## [Consigne 1]
Recopiez telles quelles les entrées, de la ligne qui contient « Look at the photo above. For each instance of the tree » jusqu'à la toute dernière entrée, ces deux bornes comprises.
## [Consigne 2]
Prolongez le texte sur les ministères proposés dans cette correspondance, à la suite de sa dernière phrase.

## [Texte fourni]

______________________________

Je coupe court. On verra dans cette correspondance défiler sous nos yeux quelques propositions de ministères. Elles seront de plus en plus pertinentes, surtout sans doute en raison des réalités qu’elles présenteront et des situations déplorables auxquelles elles cherchent à remédier. Le monde dans lequel nous vivons s’en va à vau-l’eau. Être pessimiste ou alarmiste en restant dans notre salon ou en fixant les images de guerre qui défilent sur nos téléphones portables, cela ne peut que contribuer aux désastres actuels et futurs. Tout passe sous la lorgnette critique de nos deux amis. Normand propose un ministère de l’éthique numérique. Christian songe à un ministère de la souveraineté qui va au-delà de ce à quoi songeaient les indépendantistes québécois de la première heure. On pense à des ministères qui s’intéresseraient à mettre en avant les idées et des projets de décroissance. Ce ne sont pas des vœux pieux. On tient à réaliser ces projets. L’un consacré à l’autogestion, l’autre à la justice sociale et même, puisque Auguste n’a pas dit son dernier mot, on pourrait créer un ministère du silence. Bonjour, Luc Perrier ! Notre poète propose un ministère du silence. Autre idée farfelue ? Lisez plutôt ce chapitre et vous verrez. Le poète a beau être franchement inspiré, ses propos n’ont rien d’échevelé. « On peut rêver », écrit-il. Et le philosophe de s’écrier une fois sa lettre lue : « Quel beau texte tu m’as une fois encore envoyé. J’y reconnais le poète, bien sûr, mais aussi le poète qui philosophe. »

______________________________

## [Entrées extraites]
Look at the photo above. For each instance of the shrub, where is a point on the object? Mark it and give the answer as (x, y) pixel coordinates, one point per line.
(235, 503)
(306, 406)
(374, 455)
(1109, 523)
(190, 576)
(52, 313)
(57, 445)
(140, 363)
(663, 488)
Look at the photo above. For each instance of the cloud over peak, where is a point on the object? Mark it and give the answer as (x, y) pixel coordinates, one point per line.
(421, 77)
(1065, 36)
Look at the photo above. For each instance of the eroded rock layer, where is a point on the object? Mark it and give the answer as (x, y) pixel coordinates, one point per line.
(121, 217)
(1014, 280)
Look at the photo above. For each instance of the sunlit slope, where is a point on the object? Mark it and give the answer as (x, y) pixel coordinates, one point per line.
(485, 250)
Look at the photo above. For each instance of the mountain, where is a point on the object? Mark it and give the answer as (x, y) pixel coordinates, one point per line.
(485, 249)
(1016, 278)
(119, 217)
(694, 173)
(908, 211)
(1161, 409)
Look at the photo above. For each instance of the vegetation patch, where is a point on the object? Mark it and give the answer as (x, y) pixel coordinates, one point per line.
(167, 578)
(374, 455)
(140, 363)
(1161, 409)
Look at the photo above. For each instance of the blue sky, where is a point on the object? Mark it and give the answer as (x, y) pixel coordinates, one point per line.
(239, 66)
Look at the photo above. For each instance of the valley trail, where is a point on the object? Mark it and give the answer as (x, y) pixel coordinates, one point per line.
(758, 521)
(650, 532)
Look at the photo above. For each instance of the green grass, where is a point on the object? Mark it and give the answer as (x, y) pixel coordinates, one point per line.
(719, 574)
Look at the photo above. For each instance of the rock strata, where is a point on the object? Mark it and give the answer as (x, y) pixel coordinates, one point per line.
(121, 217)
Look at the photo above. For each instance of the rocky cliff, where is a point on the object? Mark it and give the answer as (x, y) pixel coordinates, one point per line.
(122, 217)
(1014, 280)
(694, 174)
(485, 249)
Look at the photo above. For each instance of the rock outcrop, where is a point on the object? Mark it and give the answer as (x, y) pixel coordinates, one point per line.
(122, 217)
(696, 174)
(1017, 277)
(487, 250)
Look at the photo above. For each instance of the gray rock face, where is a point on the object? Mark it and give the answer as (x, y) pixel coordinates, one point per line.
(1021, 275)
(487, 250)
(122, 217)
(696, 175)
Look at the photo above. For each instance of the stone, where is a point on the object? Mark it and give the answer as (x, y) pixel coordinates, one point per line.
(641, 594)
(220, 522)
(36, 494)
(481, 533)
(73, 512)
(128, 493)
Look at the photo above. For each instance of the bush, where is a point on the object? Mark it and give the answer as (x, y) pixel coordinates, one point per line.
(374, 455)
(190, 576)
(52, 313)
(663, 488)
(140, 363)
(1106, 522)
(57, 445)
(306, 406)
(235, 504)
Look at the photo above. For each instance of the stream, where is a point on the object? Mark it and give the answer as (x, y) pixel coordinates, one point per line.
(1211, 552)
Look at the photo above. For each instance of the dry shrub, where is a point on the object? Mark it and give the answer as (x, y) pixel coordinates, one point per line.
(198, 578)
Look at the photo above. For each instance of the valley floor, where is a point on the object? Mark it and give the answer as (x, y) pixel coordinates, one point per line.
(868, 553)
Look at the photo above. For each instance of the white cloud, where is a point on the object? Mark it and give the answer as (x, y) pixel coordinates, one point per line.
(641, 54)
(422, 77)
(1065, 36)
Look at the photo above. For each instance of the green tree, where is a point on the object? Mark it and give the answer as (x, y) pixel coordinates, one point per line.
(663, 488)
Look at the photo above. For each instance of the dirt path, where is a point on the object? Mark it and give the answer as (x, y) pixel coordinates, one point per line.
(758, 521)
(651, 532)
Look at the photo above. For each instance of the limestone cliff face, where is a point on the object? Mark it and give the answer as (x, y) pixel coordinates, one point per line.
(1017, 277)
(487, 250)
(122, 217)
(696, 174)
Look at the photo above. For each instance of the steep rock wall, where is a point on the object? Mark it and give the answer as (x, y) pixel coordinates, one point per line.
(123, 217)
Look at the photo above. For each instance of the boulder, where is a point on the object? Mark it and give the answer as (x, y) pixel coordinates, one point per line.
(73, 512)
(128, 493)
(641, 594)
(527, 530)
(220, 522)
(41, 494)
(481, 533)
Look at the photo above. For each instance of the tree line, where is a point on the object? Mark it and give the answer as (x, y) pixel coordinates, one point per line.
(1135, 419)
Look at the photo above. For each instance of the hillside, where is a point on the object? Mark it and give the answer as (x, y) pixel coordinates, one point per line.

______________________________

## [Réponse rédigée 1]
Look at the photo above. For each instance of the tree line, where is a point on the object? Mark it and give the answer as (x, y) pixel coordinates, one point per line.
(1135, 419)
Look at the photo above. For each instance of the hillside, where is a point on the object? Mark it and give the answer as (x, y) pixel coordinates, one point per line.

## [Réponse rédigée 2]
Si le philosophe ne s’adonne pas franchement à la poésie à l’occasion de cette correspondance, il sait en revanche lui accorder beaucoup de place. Il aura référé bien entendu à Aristote, Platon, Kant et de nombreux autres philosophes, dont son cher Bertrand Russel, mais il aura aussi consulté Breton, Prévert et Tagore, pour m’en tenir à ce groupe restreint. Lorsque Normand propose à la toute fin de l’ouvrage son ministère de la justice sociale, il commence en relatant une anecdote. Lui aussi sait se montrer distrayant. N’y a-t-il pas ici un idéal classique ? Celui d’instruire, tout en distrayant. Alors, oui, Baillargeon sait agrémenter son discours, mais jamais gratuitement. Son anecdote sur Tagore est au service de sa démonstration, de sa présentation. Elle lui permettra de rendre compte du concept de capabilité. Il y sera question de justice distributive (Aristote), d’équité, d’éducation, de ce que l’on appelle une « vie bonne ». « Les capabilités consistent à maximiser la liberté de chaque citoyen. Il faut que nous ayons la possibilité d’agir librement, c’est-à-dire que nous n’ayons pas d’entrave dans les limites, bien entendu, de la légalité et du civisme élémentaire. Il faut aussi que nous ayons la possibilité de faire des choix et que ces choix ne soient pas limités parce que nous ignorons les choix possibles. Finalement, il faut que nous ayons la capacité de réaliser ces choix. »
Il faut lire la conclusion vibrante que rédige Christian Vézina. Il y parle des lacunes de leur correspondance. Il déplore qu’il « en manque des bouts, notamment du côté des propositions. » Cependant, il formule des espoirs qui ne peuvent en rien nous laisser indifférents. Il espère que la conversation à laquelle se sont livrés les deux amis sera poursuivie, que leurs lettres en quelque sorte demeureront vivantes et que la discussion sera poursuivie.
Le « professeur érudit » et « [l]’élève très buissonnier », je cite ici Christian Vézina, ont accompli ce que Normand Baillargeon identifie à « un exercice d’un genre littéraire, un peu à la manière de ces utopies qui jalonnent l’histoire de la pensée depuis Platon. Rêvons, écrit-il dans sa conclusion, à ce que nous pourrions faire pour rendre le monde meilleur […] Décroissance, autogestion et justice sociale — celle-ci pensée en matière de capabilités — sont des idéaux que je prône depuis longtemps, pour ne pas dire toujours […] La solution, pour Dewey, se trouvait dans l’éducation, qui devait préparer à la vie citoyenne. Cette solution est selon moi toujours aussi pertinente. »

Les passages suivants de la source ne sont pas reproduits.